— start Raw records —

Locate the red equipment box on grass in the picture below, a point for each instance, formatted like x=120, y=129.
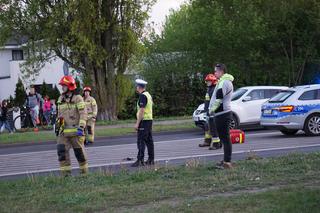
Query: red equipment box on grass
x=237, y=136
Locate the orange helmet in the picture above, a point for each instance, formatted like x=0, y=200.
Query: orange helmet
x=69, y=82
x=211, y=78
x=87, y=89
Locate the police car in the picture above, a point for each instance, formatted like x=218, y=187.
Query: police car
x=245, y=106
x=297, y=108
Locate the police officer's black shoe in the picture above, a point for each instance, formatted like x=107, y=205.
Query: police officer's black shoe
x=215, y=146
x=138, y=163
x=87, y=143
x=149, y=162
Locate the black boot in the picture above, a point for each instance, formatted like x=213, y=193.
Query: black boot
x=149, y=162
x=138, y=163
x=205, y=143
x=215, y=146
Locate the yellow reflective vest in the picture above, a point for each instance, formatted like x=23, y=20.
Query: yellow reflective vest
x=148, y=109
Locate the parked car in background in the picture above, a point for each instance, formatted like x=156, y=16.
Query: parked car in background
x=295, y=109
x=245, y=105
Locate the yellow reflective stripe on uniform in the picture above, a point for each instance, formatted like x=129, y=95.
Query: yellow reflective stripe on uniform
x=82, y=123
x=65, y=168
x=85, y=166
x=66, y=106
x=207, y=135
x=81, y=105
x=69, y=130
x=207, y=97
x=148, y=115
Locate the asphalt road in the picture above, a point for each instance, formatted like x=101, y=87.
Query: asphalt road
x=171, y=148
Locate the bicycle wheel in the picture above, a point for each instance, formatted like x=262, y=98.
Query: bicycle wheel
x=19, y=122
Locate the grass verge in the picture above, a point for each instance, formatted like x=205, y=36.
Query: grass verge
x=31, y=137
x=285, y=184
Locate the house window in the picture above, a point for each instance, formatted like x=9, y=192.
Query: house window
x=17, y=55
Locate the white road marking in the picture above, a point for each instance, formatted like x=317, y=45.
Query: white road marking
x=163, y=159
x=125, y=145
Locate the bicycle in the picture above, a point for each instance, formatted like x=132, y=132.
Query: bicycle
x=24, y=120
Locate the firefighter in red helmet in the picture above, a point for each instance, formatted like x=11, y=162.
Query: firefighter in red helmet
x=72, y=118
x=92, y=110
x=211, y=138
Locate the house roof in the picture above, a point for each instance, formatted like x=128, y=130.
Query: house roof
x=16, y=41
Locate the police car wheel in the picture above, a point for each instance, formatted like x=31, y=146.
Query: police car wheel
x=312, y=125
x=289, y=132
x=234, y=124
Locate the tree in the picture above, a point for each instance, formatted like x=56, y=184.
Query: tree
x=55, y=93
x=45, y=89
x=96, y=38
x=20, y=94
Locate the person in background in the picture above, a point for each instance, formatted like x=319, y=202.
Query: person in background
x=53, y=112
x=34, y=102
x=46, y=109
x=4, y=116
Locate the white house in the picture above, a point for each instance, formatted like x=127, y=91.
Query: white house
x=11, y=56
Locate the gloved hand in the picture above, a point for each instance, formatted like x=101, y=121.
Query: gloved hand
x=80, y=131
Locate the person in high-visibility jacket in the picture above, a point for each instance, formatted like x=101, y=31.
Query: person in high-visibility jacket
x=144, y=125
x=72, y=117
x=220, y=108
x=92, y=110
x=211, y=135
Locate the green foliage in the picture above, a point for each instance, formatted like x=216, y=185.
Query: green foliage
x=97, y=38
x=261, y=42
x=52, y=92
x=20, y=94
x=55, y=93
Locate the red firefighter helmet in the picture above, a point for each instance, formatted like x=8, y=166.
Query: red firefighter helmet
x=69, y=82
x=212, y=78
x=87, y=89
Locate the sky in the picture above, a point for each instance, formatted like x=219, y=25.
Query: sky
x=160, y=10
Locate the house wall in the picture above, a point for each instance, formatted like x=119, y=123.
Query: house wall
x=5, y=58
x=50, y=73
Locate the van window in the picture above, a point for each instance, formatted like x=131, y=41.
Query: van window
x=269, y=93
x=238, y=94
x=309, y=95
x=281, y=96
x=257, y=94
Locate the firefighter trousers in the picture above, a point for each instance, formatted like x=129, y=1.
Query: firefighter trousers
x=64, y=144
x=90, y=130
x=223, y=127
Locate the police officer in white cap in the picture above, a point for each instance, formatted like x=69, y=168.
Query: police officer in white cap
x=144, y=125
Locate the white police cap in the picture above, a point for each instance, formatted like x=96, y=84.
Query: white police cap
x=141, y=82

— end Raw records —

* Do this *
Copy out everything from the line containing "Locate the van" down to the end of the entries, requests included, offsetting each x and y coordinate in the answers by adding 81. Leave the numbers in the requests and their format samples unchanged.

* Output below *
Locate the van window in the picture above, a point for each instance, formatted like x=131, y=41.
Query: van window
x=350, y=174
x=319, y=175
x=390, y=176
x=362, y=177
x=338, y=175
Locate the firefighter trousers in the picture above, a point for each instance, formatted like x=129, y=1.
Query: firefighter trousers
x=145, y=225
x=171, y=211
x=304, y=208
Locate the police officer in white cap in the picture above, a point for each instance, formatted like x=69, y=168.
Query: police officer in white cap
x=225, y=206
Locate the white police cap in the picture above, a point for each instance, formatted like x=96, y=84.
Query: white police cap
x=222, y=163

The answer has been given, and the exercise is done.